▸ VORLIEGENDER TEXTAUSZUG:
########################################
Tatsächlich steht Zuhd in keinem Widerspruch zum Ziel, die Erde zu bebauen. Der Qurân verknüpft die Anbetung Allâhs untrennbar mit der Kultivierung der Welt. So heißt es beispielsweise: „Dient Allâh! Keinen Gott habt ihr außer Ihm“ (Sûra 7:59). „So geht auf ihrem Rücken einher und esst von dem, womit Er (euch) versorgt“ (Sûra 67:15). „Wenn das Gebet beendet ist, dann breitet euch im Land aus und trachtet nach etwas von Allâhs Huld. Und gedenkt Allâhs viel, auf dass es euch wohl ergehen möge!“ (Sûra 62:10). „Er hat euch aus der Erde entstehen lassen und sie euch zu besiedeln gegeben“ (Sûra 11:61). Es ist unbestreitbar, dass das Prinzip der Anbetung und des Zuhd nicht im Widerspruch zum Streben nach einem geregelten Leben und der Erkundung der Welt steht. Zuhd ist eine innere Haltung, die den Gläubigen davon abhält, sich materiellen Gütern zu sehr zuzuwenden und sich auf das eigene Vermögen zu verlassen. Stattdessen sollte Reichtum als Mittel zum Zweck dienen, um Gutes zu tun und Nutzen zu stiften.
########################################
▸ AUSZUFÜHRENDE AUFGABE:
Fahre mit dem Textauszug über Zuhd fort, und zwar im Anschluss an seinen letzten Satz. Die Daten spielen hierfür keine Rolle.

[Fotobasierte Daten zu Referenzausdrücken]
########################################
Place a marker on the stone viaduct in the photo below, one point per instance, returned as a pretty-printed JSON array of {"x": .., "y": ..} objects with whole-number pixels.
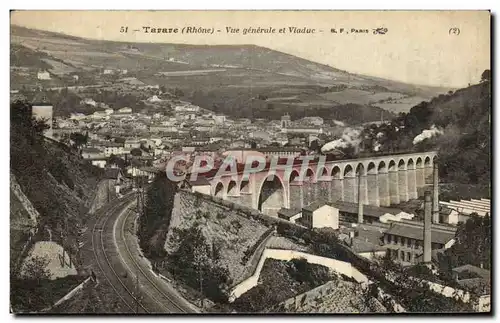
[{"x": 385, "y": 180}]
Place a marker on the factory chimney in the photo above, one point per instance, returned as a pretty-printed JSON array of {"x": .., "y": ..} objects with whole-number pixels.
[
  {"x": 427, "y": 227},
  {"x": 360, "y": 201},
  {"x": 435, "y": 198}
]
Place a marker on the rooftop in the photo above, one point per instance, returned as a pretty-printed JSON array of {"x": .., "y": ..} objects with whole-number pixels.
[
  {"x": 368, "y": 210},
  {"x": 111, "y": 173},
  {"x": 484, "y": 273},
  {"x": 199, "y": 181}
]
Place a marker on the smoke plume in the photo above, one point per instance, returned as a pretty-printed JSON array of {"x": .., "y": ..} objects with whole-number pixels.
[
  {"x": 427, "y": 133},
  {"x": 350, "y": 137}
]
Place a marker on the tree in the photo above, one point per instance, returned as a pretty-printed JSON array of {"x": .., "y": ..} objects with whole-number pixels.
[
  {"x": 486, "y": 76},
  {"x": 36, "y": 269}
]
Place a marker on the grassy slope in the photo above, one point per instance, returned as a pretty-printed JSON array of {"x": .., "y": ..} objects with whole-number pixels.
[{"x": 252, "y": 69}]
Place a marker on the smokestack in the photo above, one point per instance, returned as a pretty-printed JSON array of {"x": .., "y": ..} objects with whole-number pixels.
[
  {"x": 427, "y": 227},
  {"x": 360, "y": 201},
  {"x": 435, "y": 199}
]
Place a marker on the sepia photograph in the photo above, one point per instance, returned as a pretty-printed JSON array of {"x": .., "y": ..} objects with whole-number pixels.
[{"x": 250, "y": 162}]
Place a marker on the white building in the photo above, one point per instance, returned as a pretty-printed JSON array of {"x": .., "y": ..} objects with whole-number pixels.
[
  {"x": 320, "y": 215},
  {"x": 125, "y": 110},
  {"x": 219, "y": 119},
  {"x": 44, "y": 111},
  {"x": 88, "y": 101},
  {"x": 43, "y": 75}
]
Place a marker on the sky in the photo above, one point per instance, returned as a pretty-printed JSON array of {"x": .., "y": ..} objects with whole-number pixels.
[{"x": 417, "y": 48}]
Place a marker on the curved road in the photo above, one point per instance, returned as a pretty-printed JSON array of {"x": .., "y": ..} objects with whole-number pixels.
[{"x": 121, "y": 264}]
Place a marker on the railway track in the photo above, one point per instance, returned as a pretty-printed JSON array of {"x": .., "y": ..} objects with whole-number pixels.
[
  {"x": 100, "y": 254},
  {"x": 144, "y": 273}
]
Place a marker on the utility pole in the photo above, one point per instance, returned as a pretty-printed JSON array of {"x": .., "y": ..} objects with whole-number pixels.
[{"x": 137, "y": 292}]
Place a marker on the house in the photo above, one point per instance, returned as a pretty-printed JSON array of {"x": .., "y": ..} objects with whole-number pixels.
[
  {"x": 116, "y": 178},
  {"x": 125, "y": 110},
  {"x": 280, "y": 151},
  {"x": 200, "y": 185},
  {"x": 43, "y": 75},
  {"x": 478, "y": 281},
  {"x": 88, "y": 101},
  {"x": 320, "y": 215},
  {"x": 98, "y": 115},
  {"x": 315, "y": 121},
  {"x": 348, "y": 212},
  {"x": 113, "y": 174},
  {"x": 291, "y": 215},
  {"x": 215, "y": 139},
  {"x": 303, "y": 130},
  {"x": 467, "y": 207},
  {"x": 366, "y": 247},
  {"x": 200, "y": 141},
  {"x": 98, "y": 162},
  {"x": 154, "y": 98},
  {"x": 404, "y": 241},
  {"x": 187, "y": 108},
  {"x": 162, "y": 128}
]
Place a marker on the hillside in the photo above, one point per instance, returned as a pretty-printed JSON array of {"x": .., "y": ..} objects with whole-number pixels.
[
  {"x": 458, "y": 126},
  {"x": 238, "y": 80},
  {"x": 51, "y": 192}
]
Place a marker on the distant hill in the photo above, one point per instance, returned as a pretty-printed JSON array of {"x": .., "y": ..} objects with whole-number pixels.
[
  {"x": 239, "y": 80},
  {"x": 464, "y": 146}
]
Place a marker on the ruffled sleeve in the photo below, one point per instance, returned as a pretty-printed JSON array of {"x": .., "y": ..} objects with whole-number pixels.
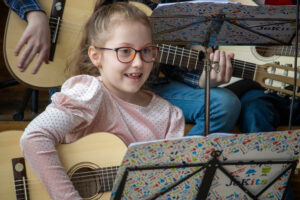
[{"x": 71, "y": 110}]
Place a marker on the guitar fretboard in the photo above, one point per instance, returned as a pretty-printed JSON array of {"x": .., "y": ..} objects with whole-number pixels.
[
  {"x": 193, "y": 60},
  {"x": 107, "y": 178}
]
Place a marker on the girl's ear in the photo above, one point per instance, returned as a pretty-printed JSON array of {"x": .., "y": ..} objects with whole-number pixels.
[{"x": 95, "y": 56}]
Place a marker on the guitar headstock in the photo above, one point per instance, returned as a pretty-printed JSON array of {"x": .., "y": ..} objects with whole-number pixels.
[{"x": 279, "y": 78}]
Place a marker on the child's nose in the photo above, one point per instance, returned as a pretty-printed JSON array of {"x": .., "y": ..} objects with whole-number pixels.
[{"x": 138, "y": 59}]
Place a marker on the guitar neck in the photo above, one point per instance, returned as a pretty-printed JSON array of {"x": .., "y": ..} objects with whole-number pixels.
[
  {"x": 107, "y": 177},
  {"x": 193, "y": 60}
]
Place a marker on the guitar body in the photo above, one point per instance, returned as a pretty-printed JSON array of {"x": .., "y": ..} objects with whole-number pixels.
[
  {"x": 98, "y": 150},
  {"x": 253, "y": 54},
  {"x": 76, "y": 13}
]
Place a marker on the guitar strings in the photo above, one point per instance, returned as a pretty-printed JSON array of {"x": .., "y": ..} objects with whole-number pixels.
[
  {"x": 106, "y": 177},
  {"x": 192, "y": 55}
]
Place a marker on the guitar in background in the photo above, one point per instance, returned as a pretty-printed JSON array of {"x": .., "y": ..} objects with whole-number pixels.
[
  {"x": 91, "y": 163},
  {"x": 279, "y": 55}
]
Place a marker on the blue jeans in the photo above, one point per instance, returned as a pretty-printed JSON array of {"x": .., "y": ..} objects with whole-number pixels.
[
  {"x": 265, "y": 112},
  {"x": 224, "y": 106}
]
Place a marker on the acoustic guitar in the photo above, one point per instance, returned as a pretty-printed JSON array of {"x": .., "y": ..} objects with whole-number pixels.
[
  {"x": 91, "y": 163},
  {"x": 66, "y": 25},
  {"x": 66, "y": 20}
]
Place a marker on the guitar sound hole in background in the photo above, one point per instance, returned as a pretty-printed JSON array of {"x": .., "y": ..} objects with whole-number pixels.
[
  {"x": 86, "y": 182},
  {"x": 265, "y": 51}
]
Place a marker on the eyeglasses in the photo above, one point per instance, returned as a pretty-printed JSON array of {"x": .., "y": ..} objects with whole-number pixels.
[{"x": 127, "y": 54}]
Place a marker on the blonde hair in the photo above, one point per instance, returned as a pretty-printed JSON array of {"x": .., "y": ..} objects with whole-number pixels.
[{"x": 96, "y": 31}]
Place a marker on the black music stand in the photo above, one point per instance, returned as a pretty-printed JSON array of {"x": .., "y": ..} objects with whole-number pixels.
[
  {"x": 214, "y": 24},
  {"x": 253, "y": 166}
]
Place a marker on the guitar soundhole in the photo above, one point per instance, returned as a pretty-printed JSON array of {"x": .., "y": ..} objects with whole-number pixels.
[
  {"x": 86, "y": 180},
  {"x": 265, "y": 51}
]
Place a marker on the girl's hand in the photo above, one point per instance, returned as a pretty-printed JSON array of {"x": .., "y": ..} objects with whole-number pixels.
[{"x": 221, "y": 71}]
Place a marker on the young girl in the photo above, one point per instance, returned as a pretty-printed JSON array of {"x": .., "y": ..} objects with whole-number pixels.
[{"x": 118, "y": 42}]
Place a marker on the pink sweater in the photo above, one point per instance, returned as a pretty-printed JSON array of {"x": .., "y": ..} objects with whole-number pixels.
[{"x": 85, "y": 106}]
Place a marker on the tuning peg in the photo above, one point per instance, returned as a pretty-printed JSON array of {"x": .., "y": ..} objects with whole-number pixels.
[
  {"x": 268, "y": 91},
  {"x": 281, "y": 94}
]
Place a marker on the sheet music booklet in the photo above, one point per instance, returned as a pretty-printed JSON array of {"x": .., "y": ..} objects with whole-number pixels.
[{"x": 230, "y": 166}]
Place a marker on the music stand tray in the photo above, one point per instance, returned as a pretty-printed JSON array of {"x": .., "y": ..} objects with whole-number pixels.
[{"x": 230, "y": 166}]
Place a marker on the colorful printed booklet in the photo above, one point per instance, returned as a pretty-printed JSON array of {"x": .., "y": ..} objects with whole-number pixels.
[{"x": 220, "y": 166}]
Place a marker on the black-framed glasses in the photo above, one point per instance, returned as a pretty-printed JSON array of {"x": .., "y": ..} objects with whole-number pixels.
[{"x": 127, "y": 54}]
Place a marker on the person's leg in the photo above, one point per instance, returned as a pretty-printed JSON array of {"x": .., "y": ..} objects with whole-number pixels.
[
  {"x": 261, "y": 111},
  {"x": 224, "y": 106}
]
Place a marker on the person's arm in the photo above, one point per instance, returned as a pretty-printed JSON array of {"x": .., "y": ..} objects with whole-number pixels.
[
  {"x": 36, "y": 37},
  {"x": 69, "y": 116}
]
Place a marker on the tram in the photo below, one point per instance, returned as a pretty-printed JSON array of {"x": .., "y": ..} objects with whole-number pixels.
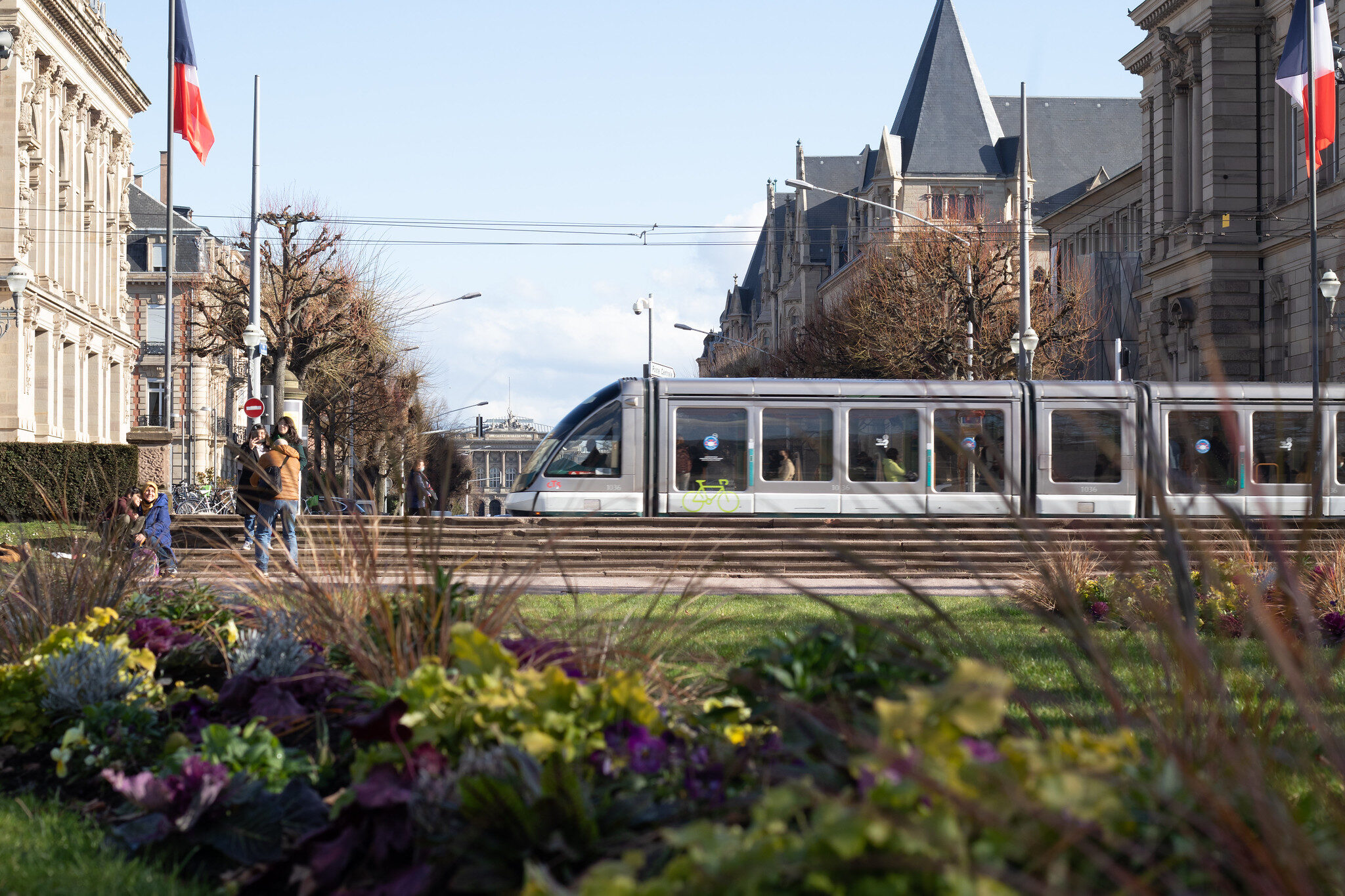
[{"x": 935, "y": 448}]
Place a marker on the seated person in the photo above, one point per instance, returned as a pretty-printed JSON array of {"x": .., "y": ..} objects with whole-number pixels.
[{"x": 892, "y": 469}]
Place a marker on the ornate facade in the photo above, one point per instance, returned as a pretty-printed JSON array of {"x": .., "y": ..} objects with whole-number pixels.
[
  {"x": 950, "y": 156},
  {"x": 66, "y": 102}
]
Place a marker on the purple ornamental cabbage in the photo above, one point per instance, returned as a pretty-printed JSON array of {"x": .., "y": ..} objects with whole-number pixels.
[{"x": 159, "y": 636}]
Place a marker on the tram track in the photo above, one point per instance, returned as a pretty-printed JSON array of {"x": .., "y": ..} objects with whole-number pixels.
[{"x": 908, "y": 547}]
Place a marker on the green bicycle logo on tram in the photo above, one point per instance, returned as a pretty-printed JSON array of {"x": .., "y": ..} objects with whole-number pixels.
[{"x": 705, "y": 495}]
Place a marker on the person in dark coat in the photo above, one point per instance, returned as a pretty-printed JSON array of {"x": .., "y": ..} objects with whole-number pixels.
[
  {"x": 245, "y": 498},
  {"x": 422, "y": 494},
  {"x": 158, "y": 532}
]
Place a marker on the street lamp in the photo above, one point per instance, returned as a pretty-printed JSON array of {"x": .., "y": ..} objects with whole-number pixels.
[
  {"x": 18, "y": 282},
  {"x": 639, "y": 308},
  {"x": 1029, "y": 345},
  {"x": 1331, "y": 286}
]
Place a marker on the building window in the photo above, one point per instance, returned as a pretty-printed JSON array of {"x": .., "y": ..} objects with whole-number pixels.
[{"x": 155, "y": 405}]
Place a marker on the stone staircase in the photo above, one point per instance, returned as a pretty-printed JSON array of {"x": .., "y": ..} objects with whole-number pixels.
[{"x": 907, "y": 547}]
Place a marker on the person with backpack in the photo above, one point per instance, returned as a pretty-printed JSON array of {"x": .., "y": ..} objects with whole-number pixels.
[
  {"x": 245, "y": 498},
  {"x": 158, "y": 531},
  {"x": 278, "y": 490},
  {"x": 423, "y": 496}
]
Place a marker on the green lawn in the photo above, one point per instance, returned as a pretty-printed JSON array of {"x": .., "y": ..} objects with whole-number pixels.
[
  {"x": 47, "y": 851},
  {"x": 1039, "y": 656}
]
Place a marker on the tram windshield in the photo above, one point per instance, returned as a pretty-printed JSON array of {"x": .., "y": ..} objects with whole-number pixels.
[
  {"x": 1282, "y": 448},
  {"x": 884, "y": 446},
  {"x": 1084, "y": 446},
  {"x": 969, "y": 450},
  {"x": 1200, "y": 454},
  {"x": 797, "y": 445},
  {"x": 595, "y": 449}
]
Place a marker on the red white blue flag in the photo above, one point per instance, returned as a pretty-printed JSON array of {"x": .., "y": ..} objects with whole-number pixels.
[
  {"x": 1298, "y": 65},
  {"x": 188, "y": 112}
]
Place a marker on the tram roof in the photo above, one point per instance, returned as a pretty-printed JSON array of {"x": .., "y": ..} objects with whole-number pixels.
[
  {"x": 1245, "y": 391},
  {"x": 724, "y": 387}
]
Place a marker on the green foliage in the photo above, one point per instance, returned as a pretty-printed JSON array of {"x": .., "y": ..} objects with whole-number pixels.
[
  {"x": 54, "y": 852},
  {"x": 250, "y": 748},
  {"x": 110, "y": 735},
  {"x": 69, "y": 481},
  {"x": 483, "y": 699},
  {"x": 824, "y": 666},
  {"x": 23, "y": 721}
]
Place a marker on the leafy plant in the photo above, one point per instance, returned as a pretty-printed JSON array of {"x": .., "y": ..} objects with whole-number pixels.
[
  {"x": 275, "y": 651},
  {"x": 252, "y": 750},
  {"x": 214, "y": 821}
]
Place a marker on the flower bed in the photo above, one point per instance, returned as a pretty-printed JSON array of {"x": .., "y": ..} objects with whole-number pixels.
[{"x": 843, "y": 759}]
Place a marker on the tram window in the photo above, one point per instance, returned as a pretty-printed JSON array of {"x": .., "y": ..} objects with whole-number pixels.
[
  {"x": 1281, "y": 449},
  {"x": 595, "y": 449},
  {"x": 1084, "y": 446},
  {"x": 1200, "y": 454},
  {"x": 969, "y": 450},
  {"x": 712, "y": 449},
  {"x": 884, "y": 446},
  {"x": 797, "y": 445}
]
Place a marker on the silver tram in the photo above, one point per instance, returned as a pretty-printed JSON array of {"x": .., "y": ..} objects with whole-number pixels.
[{"x": 937, "y": 448}]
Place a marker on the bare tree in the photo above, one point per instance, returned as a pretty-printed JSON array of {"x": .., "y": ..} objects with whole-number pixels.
[{"x": 906, "y": 314}]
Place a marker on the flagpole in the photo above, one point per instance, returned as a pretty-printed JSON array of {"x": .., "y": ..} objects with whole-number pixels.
[
  {"x": 1310, "y": 147},
  {"x": 169, "y": 249}
]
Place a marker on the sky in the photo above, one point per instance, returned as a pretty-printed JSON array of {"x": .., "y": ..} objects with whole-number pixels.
[{"x": 613, "y": 116}]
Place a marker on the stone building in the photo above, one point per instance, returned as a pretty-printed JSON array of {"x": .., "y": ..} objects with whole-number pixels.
[
  {"x": 496, "y": 458},
  {"x": 206, "y": 402},
  {"x": 950, "y": 156},
  {"x": 66, "y": 102}
]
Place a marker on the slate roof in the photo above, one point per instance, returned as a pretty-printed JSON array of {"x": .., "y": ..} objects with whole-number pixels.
[
  {"x": 1069, "y": 140},
  {"x": 946, "y": 121},
  {"x": 148, "y": 215}
]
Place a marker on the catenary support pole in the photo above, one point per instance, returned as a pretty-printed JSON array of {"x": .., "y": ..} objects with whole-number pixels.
[
  {"x": 169, "y": 244},
  {"x": 255, "y": 249},
  {"x": 1024, "y": 227},
  {"x": 1310, "y": 147}
]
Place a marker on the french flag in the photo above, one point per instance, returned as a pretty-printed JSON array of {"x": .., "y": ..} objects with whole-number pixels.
[
  {"x": 1297, "y": 66},
  {"x": 188, "y": 112}
]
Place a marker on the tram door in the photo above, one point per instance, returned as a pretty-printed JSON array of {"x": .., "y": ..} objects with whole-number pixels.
[
  {"x": 1206, "y": 458},
  {"x": 885, "y": 461},
  {"x": 971, "y": 458},
  {"x": 1086, "y": 457},
  {"x": 1279, "y": 472},
  {"x": 712, "y": 459}
]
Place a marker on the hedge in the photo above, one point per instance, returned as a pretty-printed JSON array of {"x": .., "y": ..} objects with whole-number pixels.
[{"x": 72, "y": 481}]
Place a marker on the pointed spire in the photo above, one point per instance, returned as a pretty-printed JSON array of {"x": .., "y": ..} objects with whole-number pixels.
[{"x": 946, "y": 123}]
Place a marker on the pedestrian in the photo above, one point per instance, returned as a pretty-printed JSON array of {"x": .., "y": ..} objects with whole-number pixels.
[
  {"x": 423, "y": 496},
  {"x": 287, "y": 430},
  {"x": 282, "y": 467},
  {"x": 246, "y": 498},
  {"x": 158, "y": 532}
]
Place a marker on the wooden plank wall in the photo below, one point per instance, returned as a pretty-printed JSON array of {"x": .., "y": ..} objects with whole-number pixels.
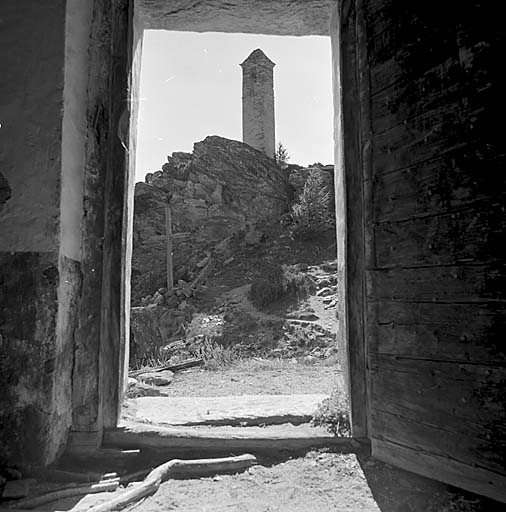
[{"x": 435, "y": 263}]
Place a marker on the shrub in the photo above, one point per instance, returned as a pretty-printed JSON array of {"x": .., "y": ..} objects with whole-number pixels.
[
  {"x": 334, "y": 414},
  {"x": 312, "y": 212},
  {"x": 278, "y": 281},
  {"x": 268, "y": 288},
  {"x": 215, "y": 355}
]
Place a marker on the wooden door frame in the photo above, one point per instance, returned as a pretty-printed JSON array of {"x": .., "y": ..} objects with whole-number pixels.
[{"x": 351, "y": 167}]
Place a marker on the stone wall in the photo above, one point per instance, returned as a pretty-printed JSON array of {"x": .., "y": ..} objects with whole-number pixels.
[{"x": 34, "y": 404}]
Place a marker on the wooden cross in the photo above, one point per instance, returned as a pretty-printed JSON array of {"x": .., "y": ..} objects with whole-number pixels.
[{"x": 171, "y": 237}]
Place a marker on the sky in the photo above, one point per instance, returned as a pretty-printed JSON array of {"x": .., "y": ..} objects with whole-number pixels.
[{"x": 191, "y": 87}]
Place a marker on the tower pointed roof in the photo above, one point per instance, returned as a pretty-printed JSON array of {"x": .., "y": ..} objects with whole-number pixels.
[{"x": 258, "y": 57}]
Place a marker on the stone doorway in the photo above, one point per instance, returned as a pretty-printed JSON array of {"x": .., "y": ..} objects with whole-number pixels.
[{"x": 239, "y": 294}]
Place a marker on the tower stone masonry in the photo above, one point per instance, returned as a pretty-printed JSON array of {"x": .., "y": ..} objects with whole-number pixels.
[{"x": 258, "y": 102}]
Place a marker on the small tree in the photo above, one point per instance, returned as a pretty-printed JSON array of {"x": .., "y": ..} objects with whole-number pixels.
[
  {"x": 281, "y": 155},
  {"x": 312, "y": 212}
]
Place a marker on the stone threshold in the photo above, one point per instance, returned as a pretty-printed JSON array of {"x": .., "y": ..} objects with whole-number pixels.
[{"x": 244, "y": 410}]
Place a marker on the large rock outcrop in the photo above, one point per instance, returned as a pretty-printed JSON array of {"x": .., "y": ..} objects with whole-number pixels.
[{"x": 221, "y": 189}]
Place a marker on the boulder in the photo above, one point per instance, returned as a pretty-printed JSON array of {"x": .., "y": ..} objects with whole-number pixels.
[
  {"x": 145, "y": 335},
  {"x": 162, "y": 378}
]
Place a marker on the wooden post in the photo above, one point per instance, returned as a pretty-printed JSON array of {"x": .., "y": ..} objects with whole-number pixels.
[{"x": 170, "y": 261}]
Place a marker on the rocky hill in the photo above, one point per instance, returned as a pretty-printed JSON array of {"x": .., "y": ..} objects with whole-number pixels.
[
  {"x": 223, "y": 188},
  {"x": 234, "y": 202}
]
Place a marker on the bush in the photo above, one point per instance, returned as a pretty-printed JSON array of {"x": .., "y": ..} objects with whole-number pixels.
[
  {"x": 268, "y": 288},
  {"x": 278, "y": 281},
  {"x": 312, "y": 213},
  {"x": 216, "y": 356},
  {"x": 334, "y": 414}
]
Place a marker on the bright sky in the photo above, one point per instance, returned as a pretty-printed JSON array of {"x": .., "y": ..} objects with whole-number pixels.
[{"x": 191, "y": 87}]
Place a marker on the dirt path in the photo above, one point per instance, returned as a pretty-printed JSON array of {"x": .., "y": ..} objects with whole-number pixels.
[
  {"x": 254, "y": 377},
  {"x": 321, "y": 481}
]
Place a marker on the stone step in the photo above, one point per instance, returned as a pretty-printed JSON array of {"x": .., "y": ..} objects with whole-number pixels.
[
  {"x": 183, "y": 441},
  {"x": 224, "y": 410}
]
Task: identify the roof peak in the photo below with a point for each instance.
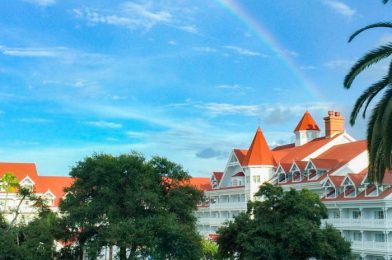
(307, 123)
(259, 153)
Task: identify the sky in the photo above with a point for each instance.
(187, 80)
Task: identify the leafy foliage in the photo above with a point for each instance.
(145, 208)
(284, 225)
(380, 124)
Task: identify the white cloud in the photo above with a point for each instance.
(34, 120)
(340, 7)
(205, 49)
(339, 64)
(41, 2)
(137, 16)
(105, 124)
(66, 54)
(244, 52)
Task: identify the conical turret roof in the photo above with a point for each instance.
(307, 123)
(259, 152)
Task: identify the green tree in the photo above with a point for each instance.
(282, 225)
(142, 207)
(380, 124)
(8, 183)
(35, 240)
(210, 250)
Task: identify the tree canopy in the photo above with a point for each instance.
(144, 208)
(380, 124)
(282, 225)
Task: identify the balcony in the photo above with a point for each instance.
(349, 223)
(229, 205)
(381, 247)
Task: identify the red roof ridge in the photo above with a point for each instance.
(307, 123)
(259, 153)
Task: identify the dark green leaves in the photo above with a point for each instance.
(284, 225)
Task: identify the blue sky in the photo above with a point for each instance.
(188, 80)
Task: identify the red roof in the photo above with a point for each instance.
(55, 184)
(344, 152)
(239, 174)
(202, 183)
(357, 178)
(336, 180)
(361, 196)
(259, 152)
(218, 175)
(20, 170)
(298, 153)
(307, 123)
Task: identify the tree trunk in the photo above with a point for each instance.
(110, 252)
(123, 253)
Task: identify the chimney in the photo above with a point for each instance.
(334, 124)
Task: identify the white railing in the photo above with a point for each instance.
(371, 245)
(361, 223)
(228, 205)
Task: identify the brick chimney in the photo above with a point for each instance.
(334, 124)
########################################
▸ ANTWORT FOLGT:
Der Islâm gebietet seinen Anhängern ein aktives und engagiertes Leben. Die gelebte Sunna des Propheten (möge Allâh ihn in Ehren halten und ihm Wohlergehen schenken) ist ein Beispiel dafür. Er förderte den Aufbau des Staates und vernachlässigte dabei nicht die Finanzen und deren Vermehrung, um die Wahrheit und ihre Anhänger zu unterstützen. Auf der Grundlage von Zusammenarbeit, gegenseitiger Unterstützung und guter Beratung baute er die Gesellschaft auf. Er führte die Armeen, lehrte die Gläubigen, reformierte und kämpfte – unermüdlich bis zu seinem letzten Atemzug. Ein Vorbild in Frömmigkeit, Enthaltsamkeit und Wissen; Wissen über Allâh und die Wahrheiten der Welt und des Jenseits. Und doch weichen manche von seiner Sunna ab. Was ist Zuhd anderes als sein Weg? Was ist der Islâm anderes als seine Lehre? Sie wählen aus seiner Sunna manches aus, verwerfen aber anderes.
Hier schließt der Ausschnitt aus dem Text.